Exercise tasks:
1. Reproduce the passage of the cycling interview from "Bormio, 100%. Bormio" up to and including "was all awesome!".
2. According to the cycling interview, how many weeks in total did the speaker spend in Italy?

Extract:
Yeah. We met an old guy on the Heathcote Rail Trail and he chatted to us for ages on his e-bike. And just all the things you get to experience: the sun, crazy storm coming back into Castlemaine again where the wind picked up. We got everything that day, and food cooked for us when we got home. That was the best bit!
Oh, that’s pretty cool.
And we had a cheer squad coming back into Castlemaine. Two of our mates were waiting for us because we had our Garmins going and they could see where we were up to. And so they waited for us just outside of Castlemaine and gave us a big cheer as we came in. It was very cute. That was awesome.
Did you think you were on the Tour de France?
Yeah, something like that!
Okay. What’s the best place you’ve ever been?
Bormio, 100%. Bormio in Italy. Yeah. For all the cycling, for the small Italian town vibes, for their amazing local pasta dish, which was my favourite dish in Bormio and in Italy, sorry. Stelvio, the mountain. Riding into Switzerland from Italy. I need to get back there again. It was amazing. The thunderstorms that come with being in the Alps, they’re awesome – it was all awesome!
Bec riding in the Dolomites, Italy
How long did you do that for?
We were in Bormio for a week. We spent four weeks in Italy, and we did a week in the Dolomites riding, and then a week in Bormio, and then two weeks travelling around the rest of Italy. But I really actually wanted to go and stay there and work from Bormio for a little while and just ride my bike and work. So that was always the plan, and then COVID hit and things changed.

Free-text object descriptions
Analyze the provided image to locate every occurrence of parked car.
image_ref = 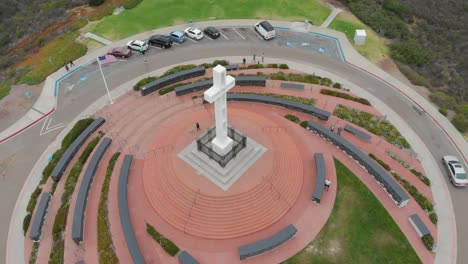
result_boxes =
[442,156,468,187]
[255,21,276,40]
[167,31,185,43]
[148,34,172,49]
[203,27,221,39]
[127,40,148,51]
[107,47,132,58]
[184,27,205,40]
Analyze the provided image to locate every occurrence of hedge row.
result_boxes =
[146,223,180,256]
[23,118,94,235]
[320,89,371,105]
[49,136,100,264]
[369,153,435,214]
[97,152,120,264]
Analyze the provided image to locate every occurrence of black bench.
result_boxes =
[312,153,325,203]
[234,75,266,87]
[344,125,372,142]
[280,83,304,90]
[50,117,105,182]
[307,121,410,207]
[224,64,239,71]
[140,67,206,96]
[239,225,297,260]
[72,138,112,244]
[227,93,331,120]
[29,192,52,241]
[177,250,200,264]
[408,214,431,237]
[118,155,145,264]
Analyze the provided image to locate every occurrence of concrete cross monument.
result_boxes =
[204,65,236,156]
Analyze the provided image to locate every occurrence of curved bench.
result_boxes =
[174,76,266,96]
[140,67,206,96]
[312,153,325,203]
[72,138,112,244]
[227,93,331,120]
[307,121,410,207]
[50,117,105,182]
[118,155,145,264]
[239,225,297,260]
[177,250,200,264]
[29,192,52,241]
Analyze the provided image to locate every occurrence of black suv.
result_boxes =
[203,27,220,38]
[148,34,172,49]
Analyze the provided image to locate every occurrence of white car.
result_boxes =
[127,40,148,51]
[184,27,205,40]
[442,156,468,186]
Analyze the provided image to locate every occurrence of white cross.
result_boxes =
[204,65,236,156]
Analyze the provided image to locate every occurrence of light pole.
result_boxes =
[96,58,114,104]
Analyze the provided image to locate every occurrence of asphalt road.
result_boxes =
[0,29,468,263]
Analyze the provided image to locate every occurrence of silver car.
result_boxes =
[442,156,468,187]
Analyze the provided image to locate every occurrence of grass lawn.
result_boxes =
[15,32,86,84]
[284,160,421,264]
[92,0,331,40]
[329,11,390,63]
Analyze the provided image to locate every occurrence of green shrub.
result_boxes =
[123,0,143,9]
[158,83,188,95]
[97,152,120,264]
[421,234,434,251]
[333,83,341,89]
[23,213,31,236]
[133,76,157,91]
[429,212,439,225]
[439,107,448,116]
[247,64,265,69]
[146,223,179,256]
[89,0,104,6]
[211,60,229,67]
[284,114,301,123]
[159,64,197,78]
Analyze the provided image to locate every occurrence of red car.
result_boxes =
[107,47,132,58]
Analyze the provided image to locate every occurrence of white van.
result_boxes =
[255,21,276,40]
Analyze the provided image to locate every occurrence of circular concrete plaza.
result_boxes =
[98,80,336,263]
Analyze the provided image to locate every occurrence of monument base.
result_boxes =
[211,137,233,156]
[177,138,267,191]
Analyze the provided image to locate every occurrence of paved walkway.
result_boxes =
[4,20,468,263]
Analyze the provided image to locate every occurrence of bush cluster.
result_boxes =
[369,153,435,211]
[333,105,411,149]
[23,118,94,235]
[146,223,180,256]
[320,89,371,105]
[284,114,301,123]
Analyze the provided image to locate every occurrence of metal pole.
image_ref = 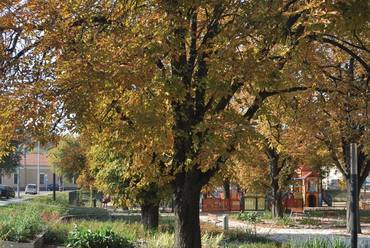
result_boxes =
[17,165,21,199]
[53,172,56,201]
[350,143,359,248]
[37,141,40,193]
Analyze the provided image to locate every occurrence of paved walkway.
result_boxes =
[200,215,370,248]
[0,191,52,207]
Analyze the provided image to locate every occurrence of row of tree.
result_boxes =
[0,0,370,248]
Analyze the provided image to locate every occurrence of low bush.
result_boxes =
[276,216,294,226]
[299,218,321,226]
[66,226,134,248]
[0,207,45,242]
[237,212,262,224]
[290,238,349,248]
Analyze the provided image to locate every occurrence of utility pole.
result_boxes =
[37,141,40,194]
[53,168,56,201]
[350,143,359,248]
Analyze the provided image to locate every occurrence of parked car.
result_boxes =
[24,184,37,195]
[0,185,15,199]
[48,184,59,191]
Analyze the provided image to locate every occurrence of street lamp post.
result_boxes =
[350,143,359,248]
[37,141,40,193]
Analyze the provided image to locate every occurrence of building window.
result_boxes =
[40,174,45,184]
[14,173,18,184]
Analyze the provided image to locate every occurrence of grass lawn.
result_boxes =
[0,194,352,248]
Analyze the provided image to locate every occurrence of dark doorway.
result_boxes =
[308,195,316,207]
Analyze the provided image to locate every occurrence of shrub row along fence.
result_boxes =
[202,196,266,213]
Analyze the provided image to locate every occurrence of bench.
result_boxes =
[207,214,222,225]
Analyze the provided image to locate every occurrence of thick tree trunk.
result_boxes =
[268,148,284,218]
[224,179,230,199]
[141,203,159,230]
[346,178,361,233]
[175,181,201,248]
[271,188,284,218]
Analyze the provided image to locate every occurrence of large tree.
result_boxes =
[1,0,361,248]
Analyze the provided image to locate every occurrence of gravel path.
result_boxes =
[200,215,370,248]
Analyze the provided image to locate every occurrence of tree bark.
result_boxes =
[141,204,159,230]
[267,147,284,218]
[271,189,284,218]
[174,180,201,248]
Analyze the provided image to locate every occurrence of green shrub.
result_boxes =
[0,207,44,242]
[290,238,348,248]
[300,218,321,226]
[67,226,134,248]
[276,216,294,226]
[237,212,262,224]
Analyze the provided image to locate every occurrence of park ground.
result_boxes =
[0,192,370,248]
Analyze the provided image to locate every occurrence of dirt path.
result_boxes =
[200,215,370,248]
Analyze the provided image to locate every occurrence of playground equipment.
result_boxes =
[283,165,332,212]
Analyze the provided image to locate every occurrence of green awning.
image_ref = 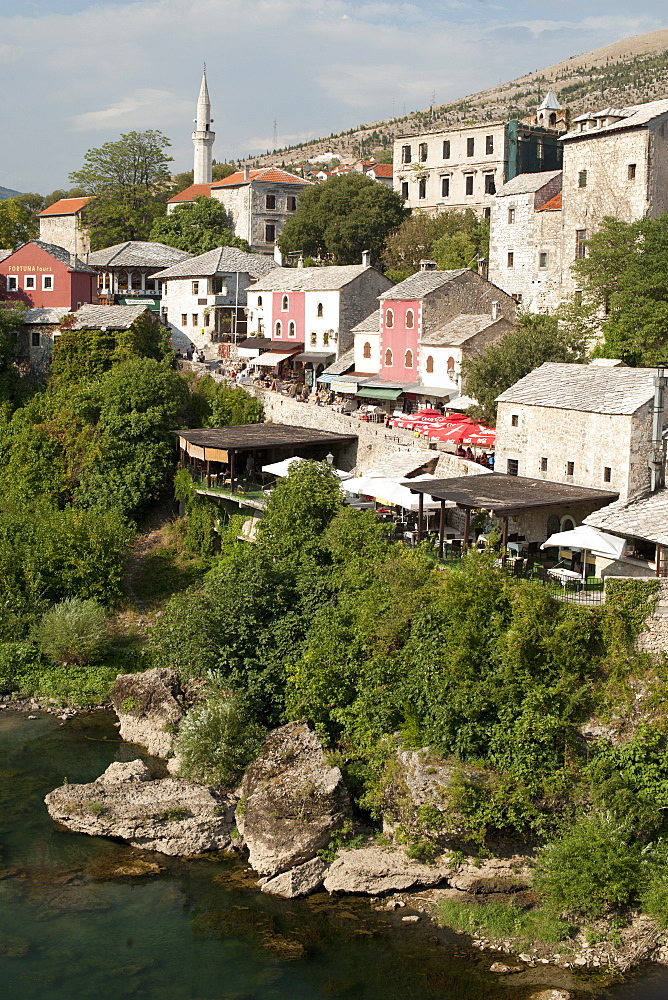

Task answers:
1.
Bormio, 100%. Bormio in Italy. Yeah. For all the cycling, for the small Italian town vibes, for their amazing local pasta dish, which was my favourite dish in Bormio and in Italy, sorry. Stelvio, the mountain. Riding into Switzerland from Italy. I need to get back there again. It was amazing. The thunderstorms that come with being in the Alps, they’re awesome – it was all awesome!

2. Four weeks.